• _TASK GOAL_: Will you transcribe all the entries word for word, skipping the pictures they hold?

• _MATERIAL_:

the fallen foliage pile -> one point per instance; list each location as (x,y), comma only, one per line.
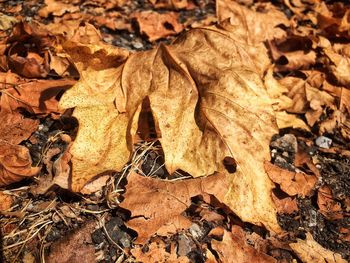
(228,143)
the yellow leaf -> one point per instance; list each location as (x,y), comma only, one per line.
(208,101)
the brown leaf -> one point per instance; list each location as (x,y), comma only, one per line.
(292,53)
(309,251)
(157,25)
(200,86)
(256,25)
(293,183)
(340,63)
(28,51)
(285,205)
(57,8)
(74,248)
(157,252)
(158,203)
(37,96)
(171,4)
(6,201)
(15,163)
(14,128)
(234,246)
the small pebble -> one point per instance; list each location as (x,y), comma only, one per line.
(323,142)
(287,143)
(184,245)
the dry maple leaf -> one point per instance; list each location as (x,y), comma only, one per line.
(206,88)
(256,25)
(234,247)
(15,163)
(158,203)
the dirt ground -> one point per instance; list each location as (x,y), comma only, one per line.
(47,223)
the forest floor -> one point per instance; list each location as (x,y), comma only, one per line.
(43,220)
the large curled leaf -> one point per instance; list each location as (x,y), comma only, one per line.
(208,101)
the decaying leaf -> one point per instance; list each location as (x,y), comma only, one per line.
(234,247)
(285,205)
(76,247)
(258,25)
(15,163)
(329,207)
(6,201)
(310,251)
(38,96)
(156,25)
(206,87)
(157,253)
(166,201)
(293,183)
(57,8)
(14,128)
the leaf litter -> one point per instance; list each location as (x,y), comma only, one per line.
(138,187)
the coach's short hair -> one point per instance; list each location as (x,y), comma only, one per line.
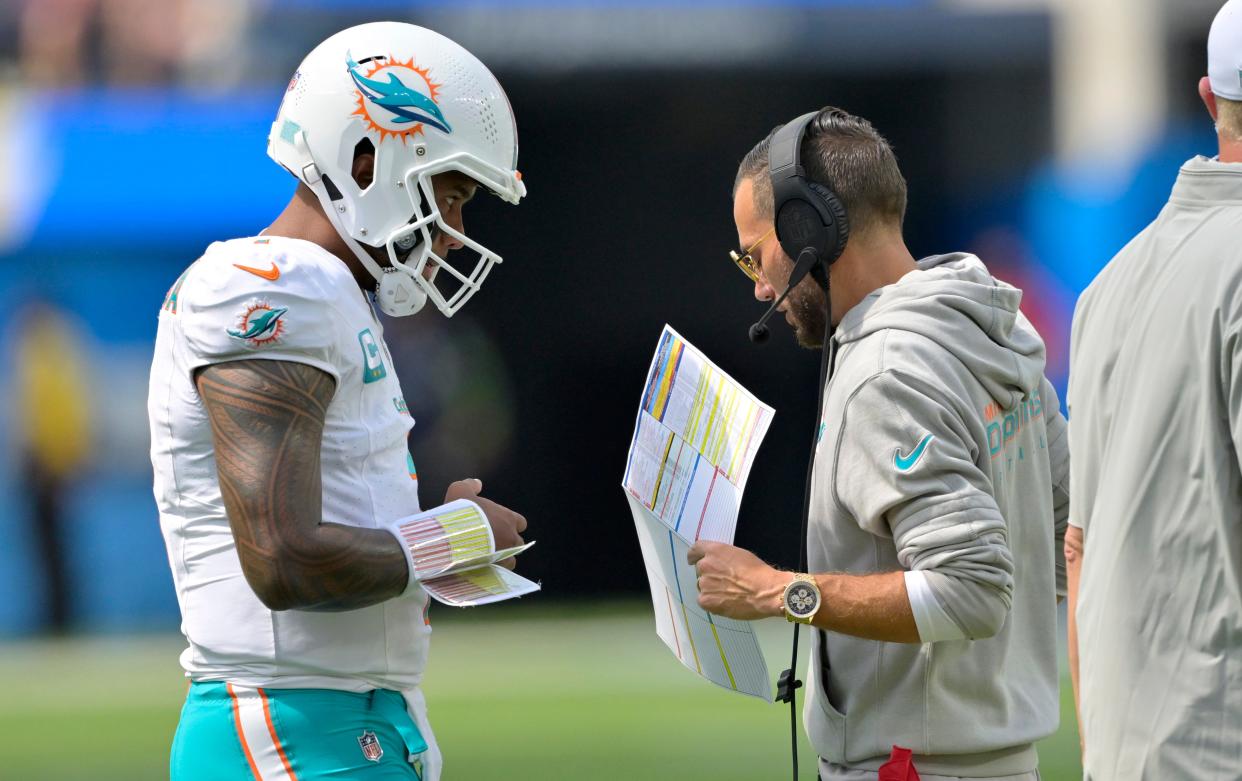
(845,153)
(1228,118)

• _RESPONSE_:
the fallen foliage pile -> one point per instance; list each location as (x,y), comma only, one per line.
(228,143)
the yellow leaf -> one point per instance; list each location as (x,y), comma only, one per line.
(208,101)
the brown leaf -> one point per instance; list each location as (x,y), comma only, one per line.
(292,53)
(309,251)
(157,25)
(200,86)
(256,25)
(293,183)
(340,63)
(28,51)
(285,205)
(57,8)
(74,248)
(157,252)
(158,203)
(37,96)
(171,4)
(6,201)
(15,163)
(14,128)
(234,246)
the small pebble -> one point per instance; list each location as (x,y), comma only, one per line.
(323,142)
(287,143)
(184,245)
the dry maple leaf -> one point per instance; list each location as (x,y), comma only, one per line.
(206,88)
(256,25)
(234,247)
(15,163)
(158,203)
the dirt ground -> one point per instance; list each location as (x,y), comma only, one per line.
(47,223)
the forest floor -> one point per instance; list each location as (x,y), comma only, one per line.
(43,220)
the large curled leaf -> one point per instance; list each location as (x,y), comma only, one per line.
(208,101)
the decaying leaf -> one point per instance; list each location as (x,y), comma only, one per line.
(234,247)
(285,205)
(76,247)
(258,25)
(15,163)
(329,207)
(6,201)
(310,251)
(38,96)
(156,25)
(206,87)
(157,253)
(166,201)
(293,183)
(57,8)
(14,128)
the leaf litter -> one point per instance; list each location as (x,y), comma only, one per line.
(138,187)
the coach's short hair -> one point per instance; list each location as (x,y), comma only, one per line.
(845,153)
(1228,118)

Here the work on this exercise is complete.